Start of Dataset

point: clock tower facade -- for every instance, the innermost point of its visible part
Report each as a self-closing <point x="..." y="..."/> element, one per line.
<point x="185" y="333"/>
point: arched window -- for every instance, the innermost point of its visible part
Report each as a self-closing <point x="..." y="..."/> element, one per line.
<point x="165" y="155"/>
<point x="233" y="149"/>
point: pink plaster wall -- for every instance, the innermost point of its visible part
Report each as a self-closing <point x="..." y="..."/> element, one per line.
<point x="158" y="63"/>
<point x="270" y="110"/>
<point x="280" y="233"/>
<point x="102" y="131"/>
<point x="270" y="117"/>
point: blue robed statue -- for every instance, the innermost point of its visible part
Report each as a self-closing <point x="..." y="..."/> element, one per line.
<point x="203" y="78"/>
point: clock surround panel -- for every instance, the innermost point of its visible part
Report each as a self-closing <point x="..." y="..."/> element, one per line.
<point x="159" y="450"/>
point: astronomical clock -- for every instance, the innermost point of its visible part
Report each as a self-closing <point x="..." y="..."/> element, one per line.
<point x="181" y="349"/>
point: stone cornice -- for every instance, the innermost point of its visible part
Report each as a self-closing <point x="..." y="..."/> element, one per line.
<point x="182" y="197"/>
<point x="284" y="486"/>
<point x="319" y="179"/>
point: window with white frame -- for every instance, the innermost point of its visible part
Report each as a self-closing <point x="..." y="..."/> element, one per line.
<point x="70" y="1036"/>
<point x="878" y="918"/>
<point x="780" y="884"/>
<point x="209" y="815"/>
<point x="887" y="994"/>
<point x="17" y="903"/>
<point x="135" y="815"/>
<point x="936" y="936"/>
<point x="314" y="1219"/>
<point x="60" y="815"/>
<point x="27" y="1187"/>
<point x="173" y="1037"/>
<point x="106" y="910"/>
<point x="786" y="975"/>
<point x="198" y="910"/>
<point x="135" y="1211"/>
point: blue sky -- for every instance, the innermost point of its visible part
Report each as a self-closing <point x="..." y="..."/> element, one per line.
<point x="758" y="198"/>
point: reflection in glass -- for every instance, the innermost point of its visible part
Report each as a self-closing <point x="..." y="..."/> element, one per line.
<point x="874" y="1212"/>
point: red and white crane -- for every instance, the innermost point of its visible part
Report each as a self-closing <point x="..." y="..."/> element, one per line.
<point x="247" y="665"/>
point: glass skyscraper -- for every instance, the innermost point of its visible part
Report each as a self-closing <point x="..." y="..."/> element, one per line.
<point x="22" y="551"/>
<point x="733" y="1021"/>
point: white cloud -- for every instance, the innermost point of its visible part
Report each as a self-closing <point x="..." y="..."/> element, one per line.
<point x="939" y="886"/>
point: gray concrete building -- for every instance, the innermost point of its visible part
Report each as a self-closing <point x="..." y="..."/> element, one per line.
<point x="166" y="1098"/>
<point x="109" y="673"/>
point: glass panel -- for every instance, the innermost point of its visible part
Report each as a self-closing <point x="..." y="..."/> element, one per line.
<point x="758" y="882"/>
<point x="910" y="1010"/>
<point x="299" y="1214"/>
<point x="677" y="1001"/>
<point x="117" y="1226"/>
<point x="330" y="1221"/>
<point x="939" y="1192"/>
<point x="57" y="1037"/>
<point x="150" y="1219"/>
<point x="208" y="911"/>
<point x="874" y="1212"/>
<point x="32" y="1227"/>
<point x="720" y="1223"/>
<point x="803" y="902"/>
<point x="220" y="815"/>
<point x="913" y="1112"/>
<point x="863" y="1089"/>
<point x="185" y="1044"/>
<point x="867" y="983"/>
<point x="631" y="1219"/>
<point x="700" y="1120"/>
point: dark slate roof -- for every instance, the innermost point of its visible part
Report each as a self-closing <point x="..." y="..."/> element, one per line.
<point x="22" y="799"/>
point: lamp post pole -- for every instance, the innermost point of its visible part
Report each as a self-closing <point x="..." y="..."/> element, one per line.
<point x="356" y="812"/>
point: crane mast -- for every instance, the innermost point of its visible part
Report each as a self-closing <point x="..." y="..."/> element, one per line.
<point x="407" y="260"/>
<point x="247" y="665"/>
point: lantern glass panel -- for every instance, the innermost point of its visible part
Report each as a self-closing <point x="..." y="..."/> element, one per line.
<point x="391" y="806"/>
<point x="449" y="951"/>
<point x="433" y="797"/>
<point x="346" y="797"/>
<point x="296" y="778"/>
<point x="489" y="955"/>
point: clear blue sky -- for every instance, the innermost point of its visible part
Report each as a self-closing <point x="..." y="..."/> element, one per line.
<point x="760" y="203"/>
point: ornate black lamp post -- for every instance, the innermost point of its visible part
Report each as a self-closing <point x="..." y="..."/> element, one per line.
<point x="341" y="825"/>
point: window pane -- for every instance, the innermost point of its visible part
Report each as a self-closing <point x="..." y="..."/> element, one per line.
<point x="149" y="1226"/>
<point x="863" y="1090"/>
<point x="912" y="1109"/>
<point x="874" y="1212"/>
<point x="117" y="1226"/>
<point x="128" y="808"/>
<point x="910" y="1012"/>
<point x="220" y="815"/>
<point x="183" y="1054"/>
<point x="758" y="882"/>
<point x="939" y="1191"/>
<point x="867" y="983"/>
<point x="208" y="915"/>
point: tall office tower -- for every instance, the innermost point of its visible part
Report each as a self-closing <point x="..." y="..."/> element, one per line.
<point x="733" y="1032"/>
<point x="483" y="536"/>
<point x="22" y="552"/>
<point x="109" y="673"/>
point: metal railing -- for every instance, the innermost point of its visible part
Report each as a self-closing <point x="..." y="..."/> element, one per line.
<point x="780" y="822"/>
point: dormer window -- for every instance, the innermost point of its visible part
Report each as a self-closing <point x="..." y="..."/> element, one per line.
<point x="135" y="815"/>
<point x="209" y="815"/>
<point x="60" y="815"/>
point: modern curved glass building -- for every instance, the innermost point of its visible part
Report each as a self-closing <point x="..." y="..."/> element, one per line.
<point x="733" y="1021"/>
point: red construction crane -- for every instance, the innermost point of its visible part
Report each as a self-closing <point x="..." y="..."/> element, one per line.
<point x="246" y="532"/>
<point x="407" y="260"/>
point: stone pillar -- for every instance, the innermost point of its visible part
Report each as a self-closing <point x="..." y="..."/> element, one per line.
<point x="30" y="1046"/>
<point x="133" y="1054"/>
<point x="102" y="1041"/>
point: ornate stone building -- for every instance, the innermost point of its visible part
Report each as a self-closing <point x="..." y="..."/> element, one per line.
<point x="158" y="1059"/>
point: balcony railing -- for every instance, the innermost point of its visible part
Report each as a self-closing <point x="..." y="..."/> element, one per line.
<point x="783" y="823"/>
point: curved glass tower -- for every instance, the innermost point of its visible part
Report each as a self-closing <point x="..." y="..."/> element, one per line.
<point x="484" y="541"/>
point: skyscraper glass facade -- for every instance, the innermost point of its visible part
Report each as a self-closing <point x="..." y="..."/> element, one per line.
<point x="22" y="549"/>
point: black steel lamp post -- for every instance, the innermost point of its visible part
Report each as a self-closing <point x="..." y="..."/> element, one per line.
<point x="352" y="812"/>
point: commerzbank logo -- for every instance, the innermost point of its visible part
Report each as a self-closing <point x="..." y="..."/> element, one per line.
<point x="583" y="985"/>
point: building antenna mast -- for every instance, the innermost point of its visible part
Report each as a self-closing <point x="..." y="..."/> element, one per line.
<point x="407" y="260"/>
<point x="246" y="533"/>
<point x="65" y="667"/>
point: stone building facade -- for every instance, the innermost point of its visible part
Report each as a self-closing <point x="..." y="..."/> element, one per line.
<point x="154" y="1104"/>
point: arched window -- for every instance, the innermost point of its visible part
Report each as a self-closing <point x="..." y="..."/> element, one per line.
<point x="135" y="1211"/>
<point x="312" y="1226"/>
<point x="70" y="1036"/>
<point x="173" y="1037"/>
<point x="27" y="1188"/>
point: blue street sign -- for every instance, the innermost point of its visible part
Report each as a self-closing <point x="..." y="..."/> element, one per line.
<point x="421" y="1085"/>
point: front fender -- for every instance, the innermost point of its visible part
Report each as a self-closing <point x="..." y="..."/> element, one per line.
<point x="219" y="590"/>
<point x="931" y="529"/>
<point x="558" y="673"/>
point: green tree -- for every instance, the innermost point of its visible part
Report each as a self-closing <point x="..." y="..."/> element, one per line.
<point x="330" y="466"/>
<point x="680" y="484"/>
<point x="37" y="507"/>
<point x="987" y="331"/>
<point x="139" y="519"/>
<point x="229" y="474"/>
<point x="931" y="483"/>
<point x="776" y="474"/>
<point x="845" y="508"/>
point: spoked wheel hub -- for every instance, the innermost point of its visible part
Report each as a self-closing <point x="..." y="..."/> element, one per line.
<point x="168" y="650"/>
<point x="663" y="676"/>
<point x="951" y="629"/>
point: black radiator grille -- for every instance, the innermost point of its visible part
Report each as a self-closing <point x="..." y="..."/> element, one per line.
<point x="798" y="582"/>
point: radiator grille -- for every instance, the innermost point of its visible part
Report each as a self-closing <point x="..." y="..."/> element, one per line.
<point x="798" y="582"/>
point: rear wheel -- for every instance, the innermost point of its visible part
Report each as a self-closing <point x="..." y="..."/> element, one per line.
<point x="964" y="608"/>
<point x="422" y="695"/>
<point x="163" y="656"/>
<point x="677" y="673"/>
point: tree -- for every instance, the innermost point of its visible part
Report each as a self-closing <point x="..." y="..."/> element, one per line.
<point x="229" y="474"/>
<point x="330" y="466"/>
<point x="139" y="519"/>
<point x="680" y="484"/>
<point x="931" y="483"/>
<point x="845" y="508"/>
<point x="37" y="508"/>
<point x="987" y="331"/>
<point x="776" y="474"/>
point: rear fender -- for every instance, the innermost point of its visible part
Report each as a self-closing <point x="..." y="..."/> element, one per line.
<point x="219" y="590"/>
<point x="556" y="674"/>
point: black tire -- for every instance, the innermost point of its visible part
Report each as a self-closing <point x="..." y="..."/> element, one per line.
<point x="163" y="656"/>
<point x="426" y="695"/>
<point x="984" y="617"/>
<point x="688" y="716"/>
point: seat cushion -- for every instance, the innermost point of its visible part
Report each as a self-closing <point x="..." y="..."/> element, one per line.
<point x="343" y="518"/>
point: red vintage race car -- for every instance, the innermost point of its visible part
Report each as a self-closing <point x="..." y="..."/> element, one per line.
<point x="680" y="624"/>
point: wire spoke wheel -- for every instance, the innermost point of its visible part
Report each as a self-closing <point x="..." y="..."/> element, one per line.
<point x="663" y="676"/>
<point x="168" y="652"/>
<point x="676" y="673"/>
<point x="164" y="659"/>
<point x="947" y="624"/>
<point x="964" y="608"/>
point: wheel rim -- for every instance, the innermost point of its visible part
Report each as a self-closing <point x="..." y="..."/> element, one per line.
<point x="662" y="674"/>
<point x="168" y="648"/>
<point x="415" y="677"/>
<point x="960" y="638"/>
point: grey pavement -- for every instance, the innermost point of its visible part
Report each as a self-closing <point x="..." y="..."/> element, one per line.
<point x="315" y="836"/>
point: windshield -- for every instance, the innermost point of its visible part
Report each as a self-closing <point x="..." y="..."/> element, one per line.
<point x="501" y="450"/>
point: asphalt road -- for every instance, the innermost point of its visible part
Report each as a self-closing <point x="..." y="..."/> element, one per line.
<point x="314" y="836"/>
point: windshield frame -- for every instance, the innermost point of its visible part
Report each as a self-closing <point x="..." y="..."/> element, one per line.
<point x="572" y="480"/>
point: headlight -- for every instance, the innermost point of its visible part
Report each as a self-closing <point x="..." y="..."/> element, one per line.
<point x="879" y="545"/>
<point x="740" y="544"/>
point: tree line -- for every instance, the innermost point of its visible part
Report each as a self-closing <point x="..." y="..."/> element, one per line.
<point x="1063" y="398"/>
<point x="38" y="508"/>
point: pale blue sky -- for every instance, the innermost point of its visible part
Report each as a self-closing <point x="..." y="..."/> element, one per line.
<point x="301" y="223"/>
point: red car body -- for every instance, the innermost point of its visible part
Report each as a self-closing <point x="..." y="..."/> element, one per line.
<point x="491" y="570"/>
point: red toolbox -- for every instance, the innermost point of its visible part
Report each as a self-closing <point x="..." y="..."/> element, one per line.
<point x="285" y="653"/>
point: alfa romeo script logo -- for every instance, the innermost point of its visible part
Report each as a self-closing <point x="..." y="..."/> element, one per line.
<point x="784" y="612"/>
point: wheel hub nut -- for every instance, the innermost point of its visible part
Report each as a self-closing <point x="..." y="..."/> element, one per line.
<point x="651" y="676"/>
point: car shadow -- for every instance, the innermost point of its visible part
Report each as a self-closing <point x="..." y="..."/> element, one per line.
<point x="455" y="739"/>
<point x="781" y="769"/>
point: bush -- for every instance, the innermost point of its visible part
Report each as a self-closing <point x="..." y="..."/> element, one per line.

End of Dataset

§ **Problem details**: What you give back should be only the lines of the records above, starting at the line with "point: red and" and ending at the line with "point: glass panel", restated word for word.

§ **Written response**:
point: red and white crane -- for every instance, the innermost point of its visible part
Report each as a self-closing <point x="..." y="..."/> element, one per line.
<point x="247" y="665"/>
point: glass skyscraper -- for every instance, the innermost point of its visible part
Report each as a self-closing <point x="..." y="..."/> element, one per line.
<point x="22" y="551"/>
<point x="733" y="1021"/>
point: white cloud -- for every instance, the innermost point of its visible part
Report each as a self-closing <point x="..." y="..."/> element, one per line.
<point x="939" y="886"/>
point: gray concrete building -- for every instance, the innermost point of its visible part
Report each as a self-closing <point x="..." y="..."/> element, one per line.
<point x="166" y="1098"/>
<point x="109" y="673"/>
point: glass panel -- for every instance, the innermost point of its visible part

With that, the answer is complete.